(Yapılacak İş): Metin parçasının "Sözleşmede öngörülen cezai" ile başlayıp "karar sayılı ilamı)" ifadesine kadar süren kısmını yeniden yazın. Bu kısımda "tenkis" geçen her yerde onun yerine "indirim" kullanın.

Davaya konu talep tazminat hukukunu ilgilendirdiğinden ve cezai şart koşullarının gerçekleşip gerçekleşmediği, tenkis şartları olup olmadığı yargılamayı gerektirdiğinden,tazminat alacağının önceden belirlenebilirlik ,hesap edilebilirlik vasfı dolayısıyla likit alacak niteliği taşımadığı kuşkusuzdur.(Yargıtay 11 H.D.nin 2007/3767 esas 2008/5874 karar sayılı ve 1.5.2008 tarihli emsal ilamı )
Sözleşmede öngörülen cezai şarttan mahkemece TBK’nın 182/3. maddesi hükmü doğrultusunda tenkis yapılması hakimin takdirine bağlı olup ,tenkis nedeniyle red edilen kısım bakımından dava kabul edilmiş gibi yargılama giderine ve vekalet ücretine hükmedilmesi gerekmektedir.” (istanbul Bölge Adliye Mahkemesi 12. Hukuk Dairesi ‘nin 2020/599 esas ve 2022/1457 karar sayılı ilamı)

(Verilen Malzeme):

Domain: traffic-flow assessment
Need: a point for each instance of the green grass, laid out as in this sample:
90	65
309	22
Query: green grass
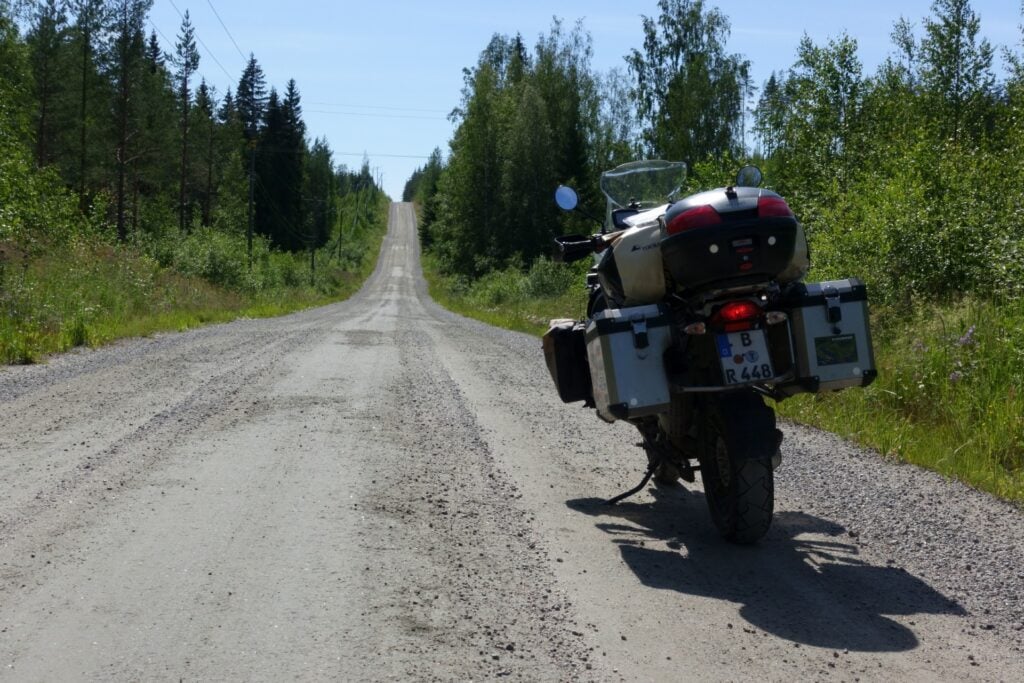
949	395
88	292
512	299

(Yanıt):
Sözleşmede öngörülen cezai şarttan mahkemece TBK’nın 182/3. maddesi hükmü doğrultusunda indirim yapılması hakimin takdirine bağlı olup ,indirim nedeniyle red edilen kısım bakımından dava kabul edilmiş gibi yargılama giderine ve vekalet ücretine hükmedilmesi gerekmektedir.” (istanbul Bölge Adliye Mahkemesi 12. Hukuk Dairesi ‘nin 2020/599 esas ve 2022/1457 karar sayılı ilamı)